* SOURCE EXCERPT *
>>>
Scott et al.(2022) described mainstreaming as an activity that creates a long-term and effective system within a policy domain through a multidisciplinary approach. It has been interpreted as a holistic approach for addressing socioeconomic issues caused by climate change, biodiversity loss, and other environmental challenges. Tlaiye and Awe(2010) and Forbes et al.(2015) defined mainstreaming within the economic sector as integrating decision-making processes and directly collaborating with financial planning departments. In recent years, as environmental issues arising from climate change have become more prominent, the OECD(2019) has defined mainstreaming as the active integration of environmental and climate issues into development policies, plans, budgets, and actions. In other words, mainstreaming can be understood as both a process and outcome of an approach (Scott et al., 2018). Karlsson-Vinkhuyzen et al.(2017) and Persson and Runhaar(2018) discuss the need for an integrated approach that sets specific goals for major issues in one domain and links them to other domains. This concept has been widely explored in Environmental Policy Integration (EPI) literature.

According to previous studies on the integration of various policies aimed at realizing environmental mainstreaming (Table 1), Lafferty and Hovden(2003) provided a framework for vertical and horizontal policy integration within environmental policy, emphasizing the principle's priority over other objectives and addressing policy integration at various scales. Cowling et al.(2008) proposed an operational model for ecosystem services from a socio-ecological system perspective, emphasizing the need for interdisciplinary research to effectively manage stakeholder engagement and evaluate the overall system state within the policy cycle. Benson et al. (2014) investigated the mainstreaming of environmental and climate change into development policies and budget allocations, expanding the focus to the economic domain and proposing strategies for achieving development goals based on the UN Environment Programme (UNEP) environmental planning and poverty alleviation initiatives. Karlsson-Vinkhuyzen et al.(2017) reviewed biodiversity mainstreaming within the economic sector through expert consultations, while Russel et al.(2018) analyzed policy integration within the EU at the micro, meso, and macro levels. Runhaar et al.(2018) developed a typology for evaluating mainstreaming activities using spatial planning, and Scott et al.(2018) assessed the effectiveness of empirical studies on mainstreaming through a literature review of climate adaptation. Runhaar et al.(2020) conducted a detailed analysis of scientific and empirical research on policy integration and Candel(2021) developed a framework to understand the validity and convenience of policy integration processes.

Table 1. 
Precedent research of environmental mainstreaming (Reorganized by the author based on: Scott et al., 2022)
Authors Contents
Lafferty and Hovden (2003) ⦁ Environmental Policy Integration: the origins of the concept and conceptural clarification regarding its definition and context.
⦁ An analytical framework for Environmental Policy Integration, incorporating both vertical and horizontal dimensions.
Cowling et al.(2008) ⦁ Develop a practical operational model to effectively ensure the protection of ecosystem services.
Benson et al.(2014) ⦁ Analyze the integration of environmental and climate considerations into development policy, planning, and budgeting.
⦁ Explain the importance of integrating environment and climate, highlighting the associated challenges and successes.
Karlsson-Vinkhuyzen et al.(2017) ⦁ Facilitate the identification of innovative opportunities for mainstreaming that realistically and optimally leverage the broader governance context.
<<<
* TASK LIST *
a – According to the excerpt on environmental mainstreaming, at which levels did Russel et al.(2018) analyze policy integration within the EU?
b – Decide whether each statement agrees with the excerpt on environmental mainstreaming, answering yes or no and quoting the words that settle it: (i) The OECD(2019) defined mainstreaming as bringing environmental and climate issues into development policies, plans, budgets, and actions. (ii) Scott et al.(2018) assessed mainstreaming through a literature review of biodiversity. (iii) Cowling et al.(2008) proposed an operational model for ecosystem services.
c – Reproduce, without any changes, the stretch of the excerpt on environmental mainstreaming from "Benson et al.(2014)" through "broader governance context.".
The material that comes next is separate from the excerpt on environmental mainstreaming.

Dataset excerpts on pointing to objects
>>>
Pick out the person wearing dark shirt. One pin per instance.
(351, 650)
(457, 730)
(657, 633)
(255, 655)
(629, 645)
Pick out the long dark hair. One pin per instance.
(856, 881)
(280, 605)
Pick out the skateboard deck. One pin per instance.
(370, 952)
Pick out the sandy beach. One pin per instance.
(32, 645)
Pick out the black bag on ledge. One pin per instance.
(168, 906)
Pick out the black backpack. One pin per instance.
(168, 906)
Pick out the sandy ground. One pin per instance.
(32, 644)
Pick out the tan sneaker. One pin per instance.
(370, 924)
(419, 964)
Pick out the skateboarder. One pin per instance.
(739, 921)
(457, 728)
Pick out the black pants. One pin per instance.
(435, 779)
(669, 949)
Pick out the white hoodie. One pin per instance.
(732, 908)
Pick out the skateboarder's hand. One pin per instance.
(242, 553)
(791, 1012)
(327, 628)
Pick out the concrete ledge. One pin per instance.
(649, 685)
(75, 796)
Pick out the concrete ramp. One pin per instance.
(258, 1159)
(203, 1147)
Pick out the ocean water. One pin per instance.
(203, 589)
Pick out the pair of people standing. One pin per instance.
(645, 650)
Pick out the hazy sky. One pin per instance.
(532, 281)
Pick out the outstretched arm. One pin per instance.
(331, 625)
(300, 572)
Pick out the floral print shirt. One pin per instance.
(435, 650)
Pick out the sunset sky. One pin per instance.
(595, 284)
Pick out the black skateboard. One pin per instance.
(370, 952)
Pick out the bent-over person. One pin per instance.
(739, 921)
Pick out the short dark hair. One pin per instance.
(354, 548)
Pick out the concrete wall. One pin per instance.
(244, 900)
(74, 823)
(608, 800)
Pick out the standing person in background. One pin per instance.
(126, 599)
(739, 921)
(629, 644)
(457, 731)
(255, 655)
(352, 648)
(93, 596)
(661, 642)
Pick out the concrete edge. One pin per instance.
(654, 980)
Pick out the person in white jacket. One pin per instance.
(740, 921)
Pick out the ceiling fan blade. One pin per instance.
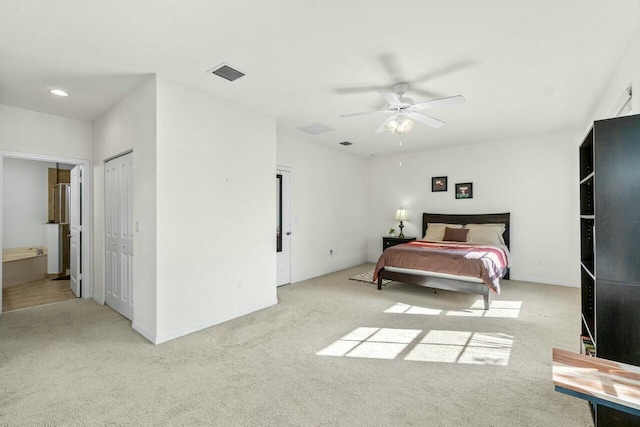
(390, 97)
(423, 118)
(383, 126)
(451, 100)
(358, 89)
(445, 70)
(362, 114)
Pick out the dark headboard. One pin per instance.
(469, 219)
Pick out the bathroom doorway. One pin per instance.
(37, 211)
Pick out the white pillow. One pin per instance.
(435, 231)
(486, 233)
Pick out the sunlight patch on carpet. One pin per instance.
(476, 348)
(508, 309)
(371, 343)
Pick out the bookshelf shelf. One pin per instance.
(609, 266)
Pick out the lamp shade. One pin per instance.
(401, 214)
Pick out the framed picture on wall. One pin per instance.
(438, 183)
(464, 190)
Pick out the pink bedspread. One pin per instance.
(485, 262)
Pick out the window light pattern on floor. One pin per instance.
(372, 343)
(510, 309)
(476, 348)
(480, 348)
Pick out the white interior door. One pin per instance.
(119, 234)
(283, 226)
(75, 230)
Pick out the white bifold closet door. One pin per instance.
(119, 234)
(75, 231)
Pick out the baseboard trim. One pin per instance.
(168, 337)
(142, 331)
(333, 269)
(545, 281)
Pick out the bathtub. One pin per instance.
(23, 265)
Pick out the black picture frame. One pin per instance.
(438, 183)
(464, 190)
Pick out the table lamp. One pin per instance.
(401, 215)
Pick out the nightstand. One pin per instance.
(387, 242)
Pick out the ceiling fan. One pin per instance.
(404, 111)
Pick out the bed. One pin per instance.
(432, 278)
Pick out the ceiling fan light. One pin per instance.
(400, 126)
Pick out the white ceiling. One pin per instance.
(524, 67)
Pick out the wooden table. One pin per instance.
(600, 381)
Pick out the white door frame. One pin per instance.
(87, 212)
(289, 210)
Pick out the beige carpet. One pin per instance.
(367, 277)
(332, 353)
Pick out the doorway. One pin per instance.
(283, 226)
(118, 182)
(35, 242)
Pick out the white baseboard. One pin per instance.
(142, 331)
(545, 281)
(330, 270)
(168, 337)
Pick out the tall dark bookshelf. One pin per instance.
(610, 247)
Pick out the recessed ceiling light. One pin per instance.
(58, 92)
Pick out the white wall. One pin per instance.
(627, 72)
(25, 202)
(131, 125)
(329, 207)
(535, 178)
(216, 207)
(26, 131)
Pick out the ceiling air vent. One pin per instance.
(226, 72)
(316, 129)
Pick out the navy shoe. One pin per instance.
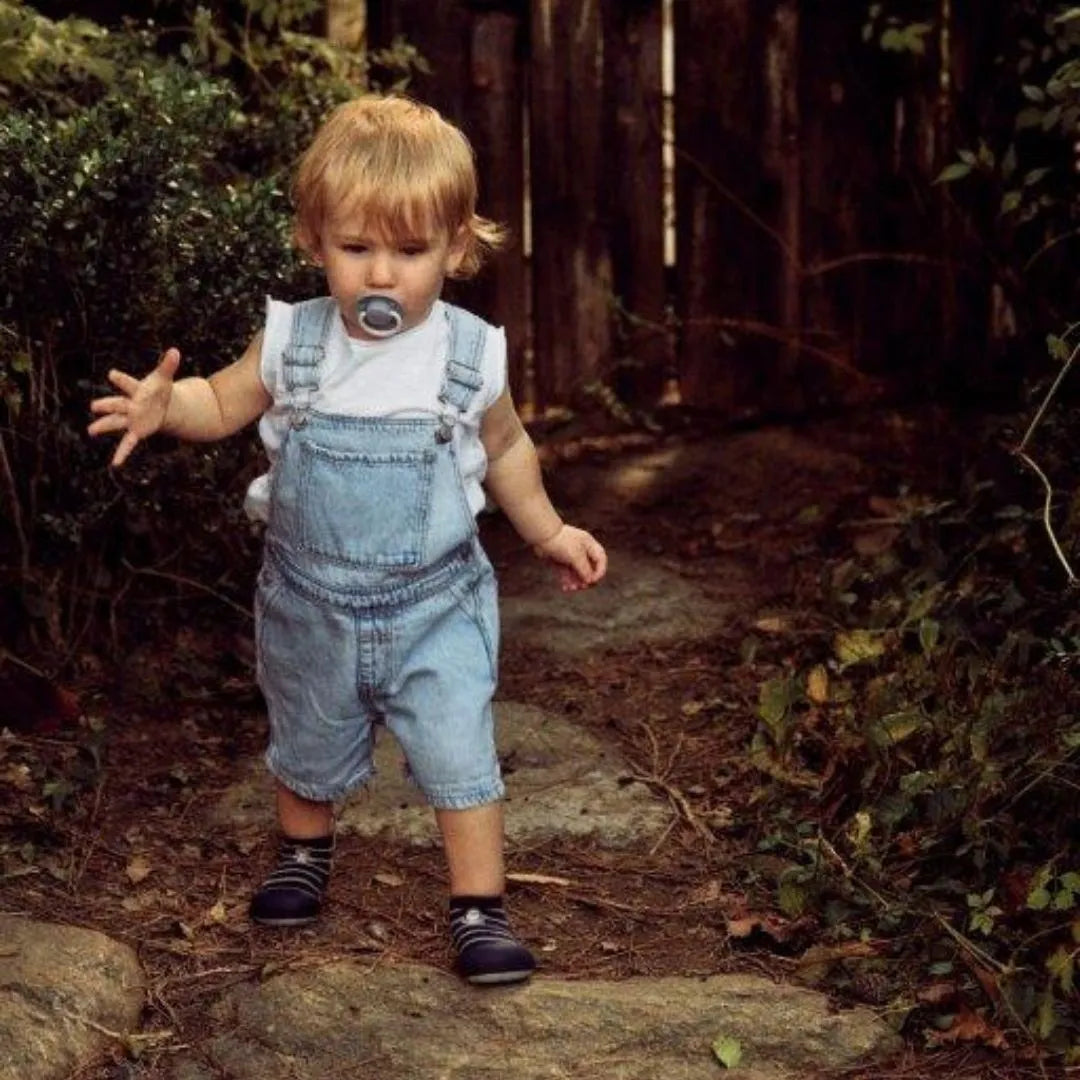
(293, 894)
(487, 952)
<<<
* RESULTS *
a – They analyzed it at the micro, meso, and macro levels.

b –
(i) Yes: "the active integration of environmental and climate issues into development policies, plans, budgets, and actions"
(ii) No: "through a literature review of climate adaptation"
(iii) Yes: "proposed an operational model for ecosystem services from a socio-ecological system perspective"

c –
Benson et al.(2014) ⦁ Analyze the integration of environmental and climate considerations into development policy, planning, and budgeting.
⦁ Explain the importance of integrating environment and climate, highlighting the associated challenges and successes.
Karlsson-Vinkhuyzen et al.(2017) ⦁ Facilitate the identification of innovative opportunities for mainstreaming that realistically and optimally leverage the broader governance context.